Post

On Eternal Government Programs and DOA Budgets

By Matt Weidinger

AEIdeas

February 11, 2020

The White House released their proposed budget for fiscal year (FY) 2021 yesterday. Over the course of the next ten years, the budget claims over $4 trillion in savings from dozens of proposed changes to mandatory programs, including some “safety net programs” like Medicaid, the Supplemental Nutrition Assistance Program (commonly called food stamps), and disability benefits. The budget also lists almost $50 billion in next-year savings from eliminating or curtailing dozens of smaller “discretionary” programs. Some of those proposed cuts appeared in multiple past budgets, providing further evidence that federal programs remain the “nearest thing to eternal life we’ll ever see on this earth,” as President Ronald Reagan said.               

Nonetheless, opponents regularly deride such proposed cuts as “devastating,” with budget plans including them being dubbed “dead on arrival.” This year’s budget rollout didn’t disappoint on either front.

“Year after year, President Trump’s budgets have sought to inflict devastating cuts to critical lifelines that millions of Americans rely on,” said House Speaker Nancy Pelosi (D-CA). Sen. Sheldon Whitehouse (D-RI) added, “Everyone knows the latest Trump budget is dead on arrival in Congress.”

Meanwhile, actual spending on safety net programs has been growing in recent years: 

Note: “Health” includes Medicaid, Substance abuse and mental health services, Children’s Health Insurance Program, and Affordable Care Act credits and subsidies. “Nutrition” includes the Supplemental Nutrition Assistance Program, child nutrition and special milk programs, supplemental feeding programs, and commodity donations. “CTC” includes only the refundable portion of the Child Tax Credit. “TANF” includes the federal share of the Temporary Assistance for Needy Families program and child support payments to states. Spending adjusted to 2019 dollars using average annual Consumer Price Index for all urban consumers (CPI-U). Unemployment Rate reflects annual average. 2019 annual CPI-U approximated using most recent data available. 2019 spending levels are estimated according to source methodology.
Source: Office of Management and Budget, “Table 11.3—Outlays for Payments for Individuals by Category and Major Program: 1940–2024,” https://www.whitehouse.gov/omb/historical-tables/.

[SOURCE MATERIAL]

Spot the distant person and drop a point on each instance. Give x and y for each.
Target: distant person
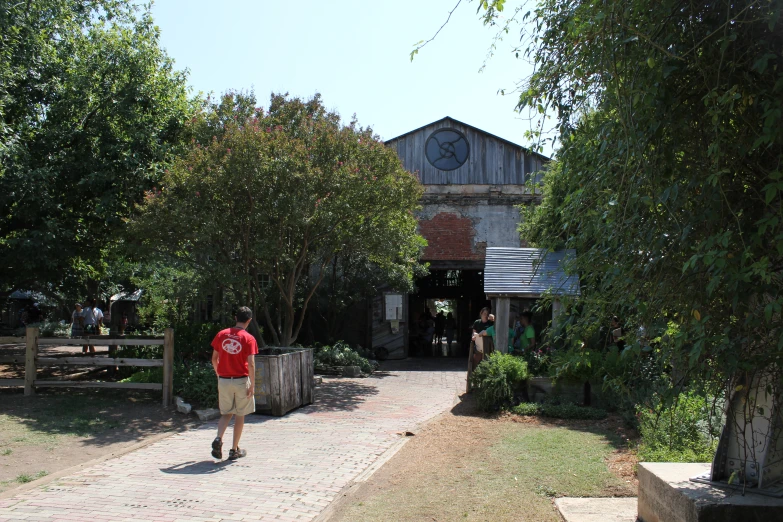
(77, 321)
(34, 314)
(525, 334)
(23, 318)
(123, 323)
(92, 322)
(449, 327)
(427, 329)
(233, 358)
(483, 322)
(491, 332)
(440, 325)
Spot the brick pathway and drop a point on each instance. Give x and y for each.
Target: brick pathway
(296, 465)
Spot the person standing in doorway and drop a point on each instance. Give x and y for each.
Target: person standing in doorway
(450, 327)
(92, 322)
(483, 322)
(440, 325)
(617, 333)
(77, 321)
(233, 358)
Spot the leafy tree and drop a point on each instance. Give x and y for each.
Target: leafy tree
(92, 110)
(264, 202)
(668, 184)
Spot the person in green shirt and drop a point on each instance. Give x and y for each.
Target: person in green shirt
(526, 334)
(490, 332)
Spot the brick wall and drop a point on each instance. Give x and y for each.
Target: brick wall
(451, 237)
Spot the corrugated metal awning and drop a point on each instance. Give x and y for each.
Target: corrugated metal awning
(528, 272)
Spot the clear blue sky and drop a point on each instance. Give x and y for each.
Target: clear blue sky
(355, 53)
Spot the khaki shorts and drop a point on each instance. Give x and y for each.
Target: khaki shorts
(233, 399)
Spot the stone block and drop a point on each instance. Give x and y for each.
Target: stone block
(666, 494)
(208, 414)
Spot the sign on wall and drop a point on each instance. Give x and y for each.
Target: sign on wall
(393, 307)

[THINGS TO DO]
(A) Do the following statements agree with the post on the FY 2021 budget? Answer yes or no for each, and quote the deciding words of the post.
(i) The budget claims more than $4 trillion in savings over ten years.
(ii) In the spending note, "Nutrition" includes the refundable portion of the Child Tax Credit.
(iii) Sen. Sheldon Whitehouse described the proposed cuts as "devastating."
(B) Write the next part of the post on the FY 2021 budget, beginning right after its source line.

[RESULTS FOR THE EXERCISE]
(A)
(i) Yes: "Over the course of the next ten years, the budget claims over $4 trillion in savings from dozens of proposed changes to mandatory programs"
(ii) No: "“Nutrition” includes the Supplemental Nutrition Assistance Program, child nutrition and special milk programs, supplemental feeding programs, and commodity donations. “CTC” includes only the refundable portion of the Child Tax Credit."
(iii) No: "Sen. Sheldon Whitehouse (D-RI) added, “Everyone knows the latest Trump budget is dead on arrival in Congress.”"

(B)
That increased spending comes despite rising work and earnings and falling unemployment and child poverty in recent years. One might assume those factors would yield lower safety net spending, as these programs are ostensibly means-tested, but that has not been the case, despite much rhetoric to the contrary.

House Budget Committee Chairman John Yarmuth (D-KY) cites “destructive changes to Medicaid, SNAP, Social Security, and other assistance programs” in the current budget proposal. The broad spending categories in which those programs fall include non-defense discretionary appropriations, Social Security, Medicaid, and “other mandatory spending.” 

The most recent actual spending on those categories (for FY 2019, which ended last September) totaled 12.9 percent of GDP, according to the latest budget. That is slightly higher than the 12.7 percent of GDP the first Obama budget back in 2009 projected would be spent that year on those categories. That reflects how government spending is all relative: What President Obama once presumably considered generous when looking forward to 2019 is now to others not only unacceptably low, but positively “anti-family.”

The nonpartisan Committee for a Responsible Federal Budget hit the nail on the head when it comes to the meaning of contemporary budgeting: “Frankly, budgeting has become pretty much a joke in this country, where budgets are used as messaging documents and an excuse to trade insults.” With trillion-dollar deficits ahead as far as the eye can see, effective budgeting is needed now more than ever. But — especially in a divided government — this would require bipartisan cooperation to succeed, and neither the Trump administration nor its critics seem much interested in that.